There are many indications suggesting that American education does a poor job of teaching values. The overall picture is one in which there are inconsistent outcomes which often tend to have a sociologically identifiable basis, namely, the education level of the parents or parent.
One example of a lack of decency on the part of an educated professional is the conduct of Minnesota dentist Walter Palmer, who organized a hunting expedition to Zimbabwe where the people he hired lured Cecil the lion from a protected national park to an unprotected area outside of the park's boundaries, where Palmer shot the lion with a bow and arrow, which wounded him as he continued to live until one of the hired men could finish the task. Palmer had previously gotten into trouble with U.S. Fish and Wildlife rangers for hunting a bear. Dentists are supposed to understand something about biology. They should also have a strong sense of ethics. A report on Frontline on PBS about dental clinics showed a mother who had taken her daughter to a chain of children's dental clinics that only accepts Medicaid. The dentist assigned to the case did not handle the treatment well as the child was in pain. The dentist couldn't finish the job. Another dentist was brought in, but if I recall, the filling that finally was put in later fell out. The women began to doubt if the dental work that the clinic recommended and tried to complete was even necessary. Years ago, one of the news magazine shows such as ABC News 20/20 or NBC Dateline did a report in which a correspondent went to different dentists and was given differing diagnoses of supposed cavities and recommendations for fillings. Before going to these dentists in private practice, the correspondent had an exam with a professor of dentistry at a dental school who gave him a complete assessment of his teeth. So he knew what his dental status was before going to see these various dentists. This was years ago so I don't remember the details, but it seems that many of not all of the dentists wanted to drill and repair teeth which the professor found to be perfectly normal. The report concluded that since the average dental patient has no way of knowing for sure what the x-rays show, a person is taking a chance of having unncessary work done by going to the dentist.

__What to do__
1/ Name every television news program that the essay on education and values mentions.
2/ Carry on the essay on education and values from its last sentence.

(Records excerpted from a collection)
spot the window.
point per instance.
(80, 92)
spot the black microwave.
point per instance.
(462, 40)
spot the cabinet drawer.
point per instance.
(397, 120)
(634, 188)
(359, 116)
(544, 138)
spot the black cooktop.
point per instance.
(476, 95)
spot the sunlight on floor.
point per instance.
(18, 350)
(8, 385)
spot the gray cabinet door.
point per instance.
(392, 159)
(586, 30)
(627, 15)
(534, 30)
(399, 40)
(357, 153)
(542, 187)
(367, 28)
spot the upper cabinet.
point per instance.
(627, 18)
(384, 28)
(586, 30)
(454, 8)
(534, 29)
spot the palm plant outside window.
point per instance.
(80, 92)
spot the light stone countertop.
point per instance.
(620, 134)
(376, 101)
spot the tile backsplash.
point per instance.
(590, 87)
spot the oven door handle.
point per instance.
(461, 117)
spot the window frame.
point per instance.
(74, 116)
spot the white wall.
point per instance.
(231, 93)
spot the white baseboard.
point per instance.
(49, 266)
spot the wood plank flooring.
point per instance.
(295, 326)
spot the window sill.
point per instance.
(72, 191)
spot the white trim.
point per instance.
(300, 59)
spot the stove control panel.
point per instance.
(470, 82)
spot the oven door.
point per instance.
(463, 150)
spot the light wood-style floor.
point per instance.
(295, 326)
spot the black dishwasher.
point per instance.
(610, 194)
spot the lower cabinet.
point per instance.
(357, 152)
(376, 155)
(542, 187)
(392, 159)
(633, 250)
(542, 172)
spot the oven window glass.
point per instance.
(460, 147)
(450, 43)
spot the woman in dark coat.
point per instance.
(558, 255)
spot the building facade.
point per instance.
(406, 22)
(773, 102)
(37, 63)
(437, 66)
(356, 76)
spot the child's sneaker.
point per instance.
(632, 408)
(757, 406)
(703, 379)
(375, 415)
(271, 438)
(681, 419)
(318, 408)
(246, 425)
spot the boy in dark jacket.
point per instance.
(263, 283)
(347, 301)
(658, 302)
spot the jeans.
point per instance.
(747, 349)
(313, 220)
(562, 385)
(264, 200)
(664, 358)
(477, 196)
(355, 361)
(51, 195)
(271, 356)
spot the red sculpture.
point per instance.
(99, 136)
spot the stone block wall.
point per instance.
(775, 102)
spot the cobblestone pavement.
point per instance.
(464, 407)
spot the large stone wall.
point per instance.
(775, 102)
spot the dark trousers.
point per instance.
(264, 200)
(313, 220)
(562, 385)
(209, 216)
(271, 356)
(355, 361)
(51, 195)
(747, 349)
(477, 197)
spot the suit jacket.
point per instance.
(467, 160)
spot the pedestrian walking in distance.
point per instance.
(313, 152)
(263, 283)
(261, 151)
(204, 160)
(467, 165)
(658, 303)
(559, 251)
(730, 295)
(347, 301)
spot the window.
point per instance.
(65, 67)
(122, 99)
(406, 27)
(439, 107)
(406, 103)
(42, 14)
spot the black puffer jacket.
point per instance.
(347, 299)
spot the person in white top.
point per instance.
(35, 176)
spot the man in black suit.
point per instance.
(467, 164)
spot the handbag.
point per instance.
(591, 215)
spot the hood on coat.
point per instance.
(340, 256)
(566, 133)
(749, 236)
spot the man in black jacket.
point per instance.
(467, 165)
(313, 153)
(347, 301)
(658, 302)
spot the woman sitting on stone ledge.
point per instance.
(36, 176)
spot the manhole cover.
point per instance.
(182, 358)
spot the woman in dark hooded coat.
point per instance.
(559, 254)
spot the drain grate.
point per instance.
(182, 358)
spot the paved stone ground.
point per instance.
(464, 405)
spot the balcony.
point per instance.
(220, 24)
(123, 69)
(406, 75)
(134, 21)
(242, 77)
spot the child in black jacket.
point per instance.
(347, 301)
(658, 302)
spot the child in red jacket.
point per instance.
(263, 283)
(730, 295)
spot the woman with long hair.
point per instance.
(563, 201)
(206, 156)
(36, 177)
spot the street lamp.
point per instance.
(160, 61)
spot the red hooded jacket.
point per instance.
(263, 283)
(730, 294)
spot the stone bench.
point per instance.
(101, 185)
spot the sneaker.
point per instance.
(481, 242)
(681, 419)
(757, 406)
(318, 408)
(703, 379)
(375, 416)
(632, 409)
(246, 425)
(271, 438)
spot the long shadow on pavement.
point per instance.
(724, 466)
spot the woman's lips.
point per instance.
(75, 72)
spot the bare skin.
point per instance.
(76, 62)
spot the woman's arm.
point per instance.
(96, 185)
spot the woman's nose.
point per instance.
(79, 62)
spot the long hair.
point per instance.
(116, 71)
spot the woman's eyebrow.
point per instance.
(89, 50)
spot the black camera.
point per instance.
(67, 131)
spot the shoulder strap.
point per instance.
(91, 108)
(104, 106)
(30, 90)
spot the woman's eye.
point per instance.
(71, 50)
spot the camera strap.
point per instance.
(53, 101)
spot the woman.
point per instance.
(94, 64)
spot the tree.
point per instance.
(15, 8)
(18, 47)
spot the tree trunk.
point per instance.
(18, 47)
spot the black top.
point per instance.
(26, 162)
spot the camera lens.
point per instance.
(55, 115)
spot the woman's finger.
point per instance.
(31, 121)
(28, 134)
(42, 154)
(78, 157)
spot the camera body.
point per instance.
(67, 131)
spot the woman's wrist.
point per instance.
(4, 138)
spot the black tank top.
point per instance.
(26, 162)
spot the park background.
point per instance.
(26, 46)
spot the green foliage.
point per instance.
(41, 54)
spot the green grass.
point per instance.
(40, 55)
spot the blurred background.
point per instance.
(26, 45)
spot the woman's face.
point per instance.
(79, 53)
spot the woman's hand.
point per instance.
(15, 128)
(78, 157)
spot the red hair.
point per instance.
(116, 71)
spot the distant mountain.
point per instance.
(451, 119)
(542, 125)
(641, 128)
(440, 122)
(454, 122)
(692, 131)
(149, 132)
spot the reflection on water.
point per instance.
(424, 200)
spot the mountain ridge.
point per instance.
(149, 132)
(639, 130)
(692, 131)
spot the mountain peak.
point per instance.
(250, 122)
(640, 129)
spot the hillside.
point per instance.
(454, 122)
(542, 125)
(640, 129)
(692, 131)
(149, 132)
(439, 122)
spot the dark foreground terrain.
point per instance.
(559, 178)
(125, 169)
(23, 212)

__Task results__
1/ Frontline (on PBS), ABC News 20/20, NBC Dateline

2/
There are people who did not receive the best possible education and who can't see when money and influence in business is causing politicians to favor the interests of a small number of rich people over that of the majority of people, or when harm could occur to people who already are near the bottom when it comes to income, social status, and influence over public policies.
People don't seem to be objecting to how robotics is threatening the future of many, especially the most vulnerable of workers, but of some professionals as well.
Reckless driving where people are unduly aggressive and drive too fast to allow for a margin of safety, even though their impatience is not justified because their destination is not all that important, not worth getting into an accident over, and where too many people don't care about anyone other than themselves shows that education did not leave any great impression when it comes to common sense and respect for life and property, even one's own.
A lack of knowledge in America does not stop many people from being highly opinionated, even if only to repeat someone else's opionion, as factually mistaken or extreme as it may be, simply because it someone seems to be the trending thing. Individuals have trouble noticing things or appreciating the physical world of the senses that surround them. Our educational system comes across to me as having caused actual physiological developmental damage due to inadequate brain stimulation. This is often cited in connection with a lack of preschool and with children who are from lower-income families, but I am convinced that it also often applies to middle class children, who were deprived of certain developmental experiences at different points in their educational past.
The schools apparently put quite a lot of emphasis on social stratification and inequality as a measuring stick of human worth, because many base their attitudes toward others on social class, even when individuals are fairly far down the totem pole of social class and education. At times, the schools have seemed too strict when it comes to enforcing rules and discipline, and yet, they have passed some students along who didn't learn the basics and should have been held back. That would have been the more honest, if more inconvenient, route to have taken.
The idea that schools are exclusively future job training facilities will end in a low-quality of life for many people. People are not required to go to college and therefore are not forced into taking out thousands in student loans. Without education beyond high school, one's options are increasingly limited. But experts in artificial intelligence have said that even a certain number of white collar, professional jobs will be lost in the future to automation. Not everyone has the same level of intellectual capacity or ability. Differences in ability and in education have a genetic basis to some extent, but being of a working class background is a profound cultural difference from more professional circles, unlikely to be overcome in all instances if someone is replaced by automation. There is much about education and upward mobility that is not understood. No doubt, there are some important differences among people who from the standpoint of social class may seem to be alike.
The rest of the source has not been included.